→ **Exercises**
#1 Answer these questions from the text about Bard's arboretum:
(a) How many acres does the garden measure?
(b) About how many students cross the campus every day?
(c) How many LLI members does the text mention?
#2 Please continue the text about Bard's arboretum from its final sentence.

The Arboretum Called Bard


When was the last time you visited a garden measuring 930 acres? When was the last time you were enveloped by hundreds of varieties of flowers, bushes, grasses and other flora? It was, of course, before the COVID-19 pandemic struck and Bard’s extraordinary arboretum was off-limits. The good news is we can now return, and meander through the campus to see what gifts nature provides.

Every day about 2,000 students stroll across campus, on their way to and from classes, sport games, and events. Sometimes their eyes are fixed on the path beneath their feet, but often those same eyes wander, gazing at the mesmerizing visual composition of nature around them. At that point, many take a deep breath and find themselves in a deep, almost meditative, state.

Bard Campus Trees
Employees at Bard

Unique Environment

The 347 LLI members, both new and returning, can now bathe themselves in the same environment as their younger counterparts. Perhaps they appreciate this unique environment in a slightly different way because of a lifelong learning of gardens, and the effect they have on the mind and soul. But they surely are thankful for the time, investment, creativity, and work it takes to make the Bard campus a giant arboretum.

→ **Entries shown**
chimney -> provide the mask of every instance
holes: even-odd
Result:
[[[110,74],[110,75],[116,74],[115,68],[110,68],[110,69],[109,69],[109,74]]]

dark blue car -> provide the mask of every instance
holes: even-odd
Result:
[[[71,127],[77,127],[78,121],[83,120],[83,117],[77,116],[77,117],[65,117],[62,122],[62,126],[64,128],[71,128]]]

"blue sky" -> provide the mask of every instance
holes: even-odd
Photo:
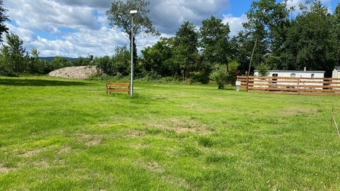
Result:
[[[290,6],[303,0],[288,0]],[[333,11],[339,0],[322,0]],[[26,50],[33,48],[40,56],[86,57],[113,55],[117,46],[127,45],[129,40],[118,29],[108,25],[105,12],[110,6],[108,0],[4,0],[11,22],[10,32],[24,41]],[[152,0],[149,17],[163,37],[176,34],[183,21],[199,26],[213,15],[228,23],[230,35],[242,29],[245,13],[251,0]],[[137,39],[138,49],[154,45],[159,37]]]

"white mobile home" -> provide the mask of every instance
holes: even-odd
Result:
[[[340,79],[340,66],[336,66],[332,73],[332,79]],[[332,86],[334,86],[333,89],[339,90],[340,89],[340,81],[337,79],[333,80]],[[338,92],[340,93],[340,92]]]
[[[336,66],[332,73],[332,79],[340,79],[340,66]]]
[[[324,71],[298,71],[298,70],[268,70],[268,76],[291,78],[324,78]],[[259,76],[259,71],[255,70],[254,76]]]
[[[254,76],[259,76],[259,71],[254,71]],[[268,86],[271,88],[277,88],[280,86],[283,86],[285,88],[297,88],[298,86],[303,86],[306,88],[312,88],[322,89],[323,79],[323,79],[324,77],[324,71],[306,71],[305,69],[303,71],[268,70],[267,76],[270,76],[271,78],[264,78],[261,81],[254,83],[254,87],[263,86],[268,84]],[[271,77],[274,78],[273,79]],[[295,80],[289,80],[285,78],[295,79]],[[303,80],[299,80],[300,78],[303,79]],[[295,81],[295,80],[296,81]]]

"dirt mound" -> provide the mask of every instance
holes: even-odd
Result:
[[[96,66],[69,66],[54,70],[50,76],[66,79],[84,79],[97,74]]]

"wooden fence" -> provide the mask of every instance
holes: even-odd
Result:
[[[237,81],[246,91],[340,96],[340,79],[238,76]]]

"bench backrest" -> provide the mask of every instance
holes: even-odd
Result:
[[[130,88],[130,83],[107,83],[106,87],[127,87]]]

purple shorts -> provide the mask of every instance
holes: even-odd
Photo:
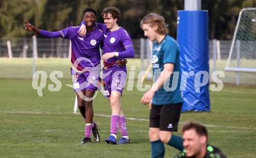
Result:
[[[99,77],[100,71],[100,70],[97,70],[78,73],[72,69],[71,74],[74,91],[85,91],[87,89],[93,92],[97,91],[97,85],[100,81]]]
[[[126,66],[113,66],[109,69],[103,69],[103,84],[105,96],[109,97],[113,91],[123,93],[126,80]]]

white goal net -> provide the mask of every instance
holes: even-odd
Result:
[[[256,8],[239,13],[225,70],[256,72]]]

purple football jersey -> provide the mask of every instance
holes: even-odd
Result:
==
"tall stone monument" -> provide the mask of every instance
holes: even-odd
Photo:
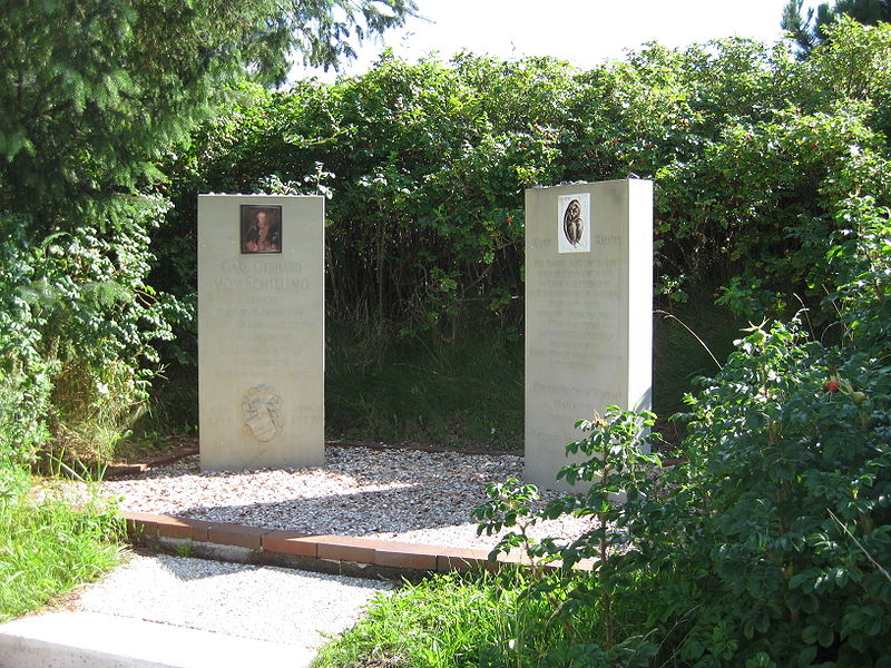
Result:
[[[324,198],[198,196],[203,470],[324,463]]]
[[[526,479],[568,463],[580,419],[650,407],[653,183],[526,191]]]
--
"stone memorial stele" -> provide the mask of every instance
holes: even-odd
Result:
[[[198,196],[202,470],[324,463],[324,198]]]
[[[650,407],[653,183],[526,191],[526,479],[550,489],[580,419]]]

→ **Answers to each task**
#1
(a) 930 acres
(b) About 2,000
(c) 347

#2
This didn’t happen overnight, or from the efforts of a weekend gardener. It happened because each day nature challenges a team of Bard employees who shape nature’s work into the wonderland around them.

Amy Parella '99

Every morning at 6 a.m., an energetic, creative, knowledgeable, horticulturist named Amy Parrella, joins a team of colleagues (five full-time and two part-time employees, plus a dozen or so students) to discuss what needs to be done to ensure this landscape and arboretum called Bard College stays on track. Or, at the risk of puns, to flourish and grow.

Amy Parrella
Giving Guidance

Job Description

Parrella, who began working in her mom’s vegetable and flower gardens at an early age, is a professional gardener, having worked in environments like the prestigious Longwood Gardens in Pennsylvania and Delaware Center for Horticulture, where she honed her skills educating others.

Her job description would probably take a few written pages to accurately define but, at the core, consists of designing and maintaining the campus’ flowers, plants, bushes, trees, and grasses. She must prioritize not only what needs to be done on a regular, timely, basis, but also how to quickly respond to immediate challenges caused by the forces of Mother Nature, like a felled tree, water pouring off its designed drainage path, or a group of flowers dying from disease or insects. And, perhaps most difficult, to envision how to design and plan for the future.

Keeping it Natural and Beautiful

“One example of problems to be solved quickly,” she said, “was an intersection where high grasses made it difficult for drivers to see oncoming cars. The solution was simple, but needed immediate attention. We replaced the high grass plants with shorter ones.”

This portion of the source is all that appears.